### DIRECTIONS
Pull out, word for word, the lines from the one containing "[indicate] lizard's clawed" up to and including the final line of the records. Leave the pictures out of your answer.

### PROVIDED RECORDS
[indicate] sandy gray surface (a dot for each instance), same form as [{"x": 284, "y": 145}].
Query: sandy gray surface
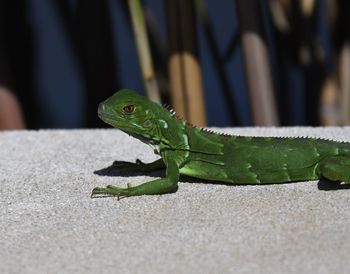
[{"x": 49, "y": 224}]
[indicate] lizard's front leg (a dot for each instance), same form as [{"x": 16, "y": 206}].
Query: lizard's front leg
[{"x": 159, "y": 186}]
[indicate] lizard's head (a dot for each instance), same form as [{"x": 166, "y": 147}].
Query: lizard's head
[{"x": 132, "y": 113}]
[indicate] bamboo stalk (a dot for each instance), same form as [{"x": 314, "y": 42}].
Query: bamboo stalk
[
  {"x": 143, "y": 49},
  {"x": 257, "y": 67},
  {"x": 203, "y": 15},
  {"x": 184, "y": 68},
  {"x": 344, "y": 81}
]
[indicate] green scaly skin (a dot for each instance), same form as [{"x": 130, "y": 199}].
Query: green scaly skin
[{"x": 199, "y": 153}]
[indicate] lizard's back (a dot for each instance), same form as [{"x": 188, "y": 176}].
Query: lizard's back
[{"x": 254, "y": 160}]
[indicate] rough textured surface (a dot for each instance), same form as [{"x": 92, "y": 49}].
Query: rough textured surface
[{"x": 49, "y": 224}]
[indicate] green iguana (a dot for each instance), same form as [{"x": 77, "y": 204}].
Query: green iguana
[{"x": 200, "y": 153}]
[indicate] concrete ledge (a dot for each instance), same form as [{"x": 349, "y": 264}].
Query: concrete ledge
[{"x": 49, "y": 224}]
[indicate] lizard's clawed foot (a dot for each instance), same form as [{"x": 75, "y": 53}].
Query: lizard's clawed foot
[{"x": 110, "y": 190}]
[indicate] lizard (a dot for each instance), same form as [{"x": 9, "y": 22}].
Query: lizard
[{"x": 201, "y": 153}]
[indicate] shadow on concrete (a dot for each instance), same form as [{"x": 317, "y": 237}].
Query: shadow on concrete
[{"x": 113, "y": 172}]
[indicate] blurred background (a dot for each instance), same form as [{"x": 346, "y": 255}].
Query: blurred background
[{"x": 217, "y": 63}]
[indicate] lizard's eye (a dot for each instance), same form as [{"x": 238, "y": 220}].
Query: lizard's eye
[{"x": 129, "y": 109}]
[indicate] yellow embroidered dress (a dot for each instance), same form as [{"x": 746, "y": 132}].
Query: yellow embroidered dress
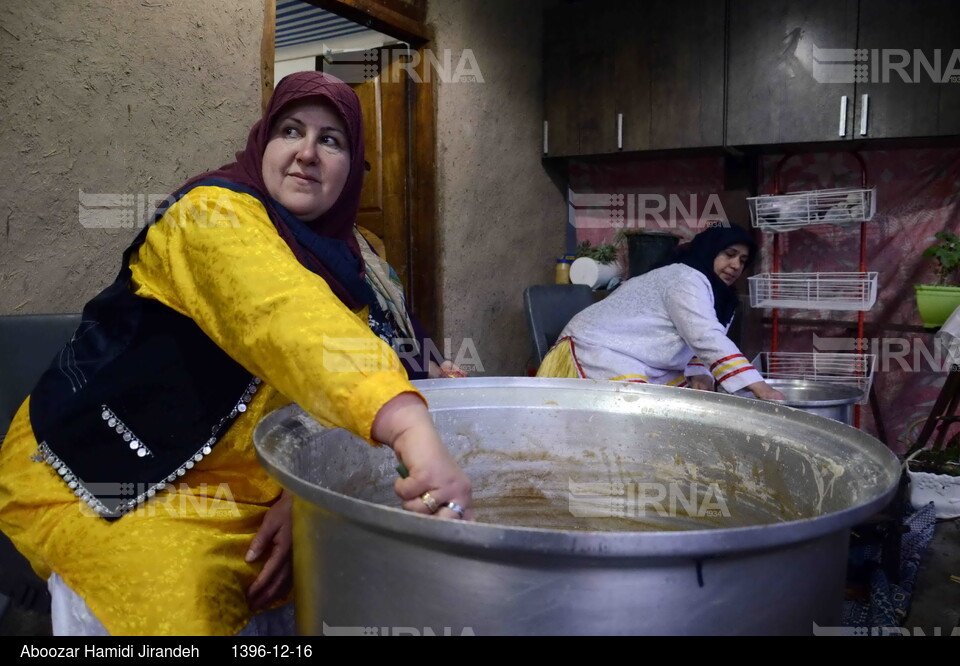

### ANSWER BELOW
[indicate] lizard's clawed foot (a dot for each instance), same form as [{"x": 75, "y": 53}].
Query: lizard's clawed foot
[{"x": 110, "y": 190}]
[indicate] lizard (a dot for each instance), same form as [{"x": 9, "y": 22}].
Query: lizard
[{"x": 201, "y": 153}]
[indicate] shadow on concrete (a dot for each instance), same form as [{"x": 317, "y": 237}].
Query: shadow on concrete
[{"x": 113, "y": 172}]
[indicate] blurred background (a dot for each instance), same form as [{"x": 346, "y": 255}].
Query: blurred background
[{"x": 217, "y": 63}]
[indicate] lizard's eye (a dot for each instance), same form as [{"x": 238, "y": 220}].
Query: lizard's eye
[{"x": 129, "y": 109}]
[indicate] yellow embroidered dress (a dot for each instance), same form as [{"x": 746, "y": 132}].
Query: yellow embroidered dress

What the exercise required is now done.